- **Extracted records**
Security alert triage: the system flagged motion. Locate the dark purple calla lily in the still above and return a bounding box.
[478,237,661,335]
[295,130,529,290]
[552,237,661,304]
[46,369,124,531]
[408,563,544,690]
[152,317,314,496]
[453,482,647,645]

- **INSTRUCTIONS TO FOLLOW**
Arrange every line of the listing above as a Markdown table with the columns Row and Line, numbering the rows in order and skipping any blank lines.

- **EXERCISE SOLUTION**
| Row | Line |
|---|---|
| 1 | Security alert triage: the system flagged motion. Locate the dark purple calla lily in the still above and return a bounding box. |
| 2 | [478,237,661,335] |
| 3 | [295,130,529,290] |
| 4 | [552,237,661,304] |
| 5 | [46,369,124,531] |
| 6 | [408,563,544,690] |
| 7 | [152,317,314,496] |
| 8 | [453,482,647,645] |